▶ Given request
Reproduce the lines below word for word, leaving out the pictures.

[Begin Dataset content]

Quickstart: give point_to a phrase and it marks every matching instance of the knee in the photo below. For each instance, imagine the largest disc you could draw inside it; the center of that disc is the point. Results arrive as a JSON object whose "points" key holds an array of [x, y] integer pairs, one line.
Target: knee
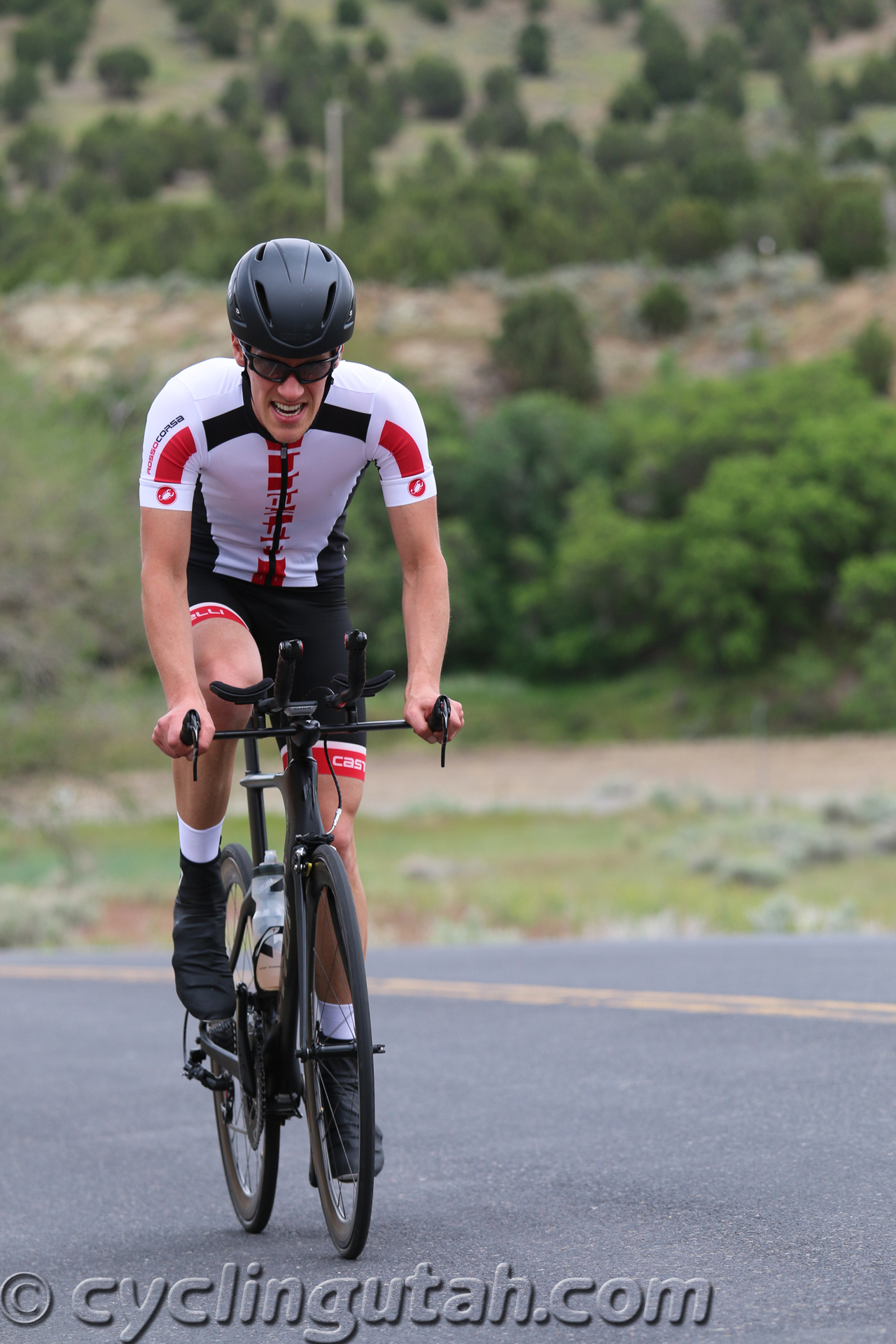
{"points": [[344, 839], [234, 672]]}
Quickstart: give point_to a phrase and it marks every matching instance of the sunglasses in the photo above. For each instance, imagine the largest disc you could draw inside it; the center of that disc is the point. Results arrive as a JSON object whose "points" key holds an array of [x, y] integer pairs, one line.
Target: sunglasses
{"points": [[274, 370]]}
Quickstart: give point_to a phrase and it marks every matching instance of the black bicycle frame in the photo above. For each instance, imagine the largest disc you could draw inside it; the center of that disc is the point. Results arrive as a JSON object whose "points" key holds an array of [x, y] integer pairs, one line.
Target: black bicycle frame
{"points": [[298, 787]]}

[End Dataset content]

▶ Solution to the problem
Quickstart: give point_to a phrase and it marks every matching instance of the knee in the photo below. For each instance, imagine the largest disc you could draw inside it; the center of that disc is the point. Results arrive as a JSON object whose "points" key holds an array of [x, y] integer pairs, one line.
Target: knee
{"points": [[344, 839], [234, 672]]}
Quickstart: give point_to a phrase and it marks every matching instance of the sunglasses in the photo above. For each instance, imagine the largest disc you could draw inside it; the center of that disc is the point. Results arrive as a JSON object whose "points" key holds an array of [x, y] integer pairs, one line.
Target: sunglasses
{"points": [[274, 370]]}
Quickstart: give point_to a phrase and it marks every matching instance of the black bicycle frame in the photo above. For each instance, imagine the largest disc you could draw inside it; the center of that disc is the point. Results arrive as a JSON object whose "points" key holds an array of [x, y] integer pairs, one line.
Target: black bicycle frame
{"points": [[298, 787]]}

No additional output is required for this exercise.